__What is needed__
Which lines run from the one containing "Could you please outline every instance of the lit" through the one containing "Please outline every instance of the lit candle."? Extract that stretch and repeat those lines exactly, with nothing else.

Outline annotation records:
::::

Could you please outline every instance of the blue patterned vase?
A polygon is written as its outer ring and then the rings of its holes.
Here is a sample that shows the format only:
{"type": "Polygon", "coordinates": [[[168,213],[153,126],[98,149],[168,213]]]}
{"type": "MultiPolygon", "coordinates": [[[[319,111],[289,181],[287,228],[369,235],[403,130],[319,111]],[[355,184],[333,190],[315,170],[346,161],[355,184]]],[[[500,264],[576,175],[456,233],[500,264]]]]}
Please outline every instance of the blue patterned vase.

::::

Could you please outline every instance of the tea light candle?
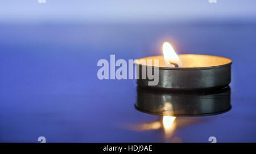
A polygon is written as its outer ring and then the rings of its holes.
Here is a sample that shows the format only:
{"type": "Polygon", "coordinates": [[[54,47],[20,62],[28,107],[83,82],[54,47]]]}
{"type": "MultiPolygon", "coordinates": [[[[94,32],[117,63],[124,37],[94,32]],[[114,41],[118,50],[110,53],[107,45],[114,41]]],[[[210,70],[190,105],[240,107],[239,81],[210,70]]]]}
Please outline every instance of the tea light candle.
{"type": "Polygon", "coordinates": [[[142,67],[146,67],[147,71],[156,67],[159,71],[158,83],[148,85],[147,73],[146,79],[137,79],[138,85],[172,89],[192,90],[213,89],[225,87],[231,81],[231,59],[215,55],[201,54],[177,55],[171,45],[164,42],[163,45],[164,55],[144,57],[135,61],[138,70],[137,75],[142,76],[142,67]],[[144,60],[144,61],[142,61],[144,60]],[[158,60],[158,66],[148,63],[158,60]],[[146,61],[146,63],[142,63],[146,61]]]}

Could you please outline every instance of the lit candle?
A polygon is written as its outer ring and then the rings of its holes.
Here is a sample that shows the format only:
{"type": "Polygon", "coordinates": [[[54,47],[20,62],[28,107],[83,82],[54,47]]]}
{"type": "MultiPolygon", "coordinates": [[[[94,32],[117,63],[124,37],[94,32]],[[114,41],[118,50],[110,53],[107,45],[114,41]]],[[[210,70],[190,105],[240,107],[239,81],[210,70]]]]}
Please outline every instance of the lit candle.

::::

__Correct output__
Could you please outline every instance of the lit candle?
A polygon is written as its outer ring and then the rings of its holes.
Here is a sample that shows the format only:
{"type": "Polygon", "coordinates": [[[54,47],[20,62],[28,107],[83,82],[54,47]]]}
{"type": "MultiPolygon", "coordinates": [[[[94,32],[117,63],[124,37],[94,32]],[[114,41],[118,50],[110,53],[107,45],[114,41]]],[[[210,70],[190,105],[240,107],[239,81],[210,70]]]]}
Please outline every instance of the lit candle.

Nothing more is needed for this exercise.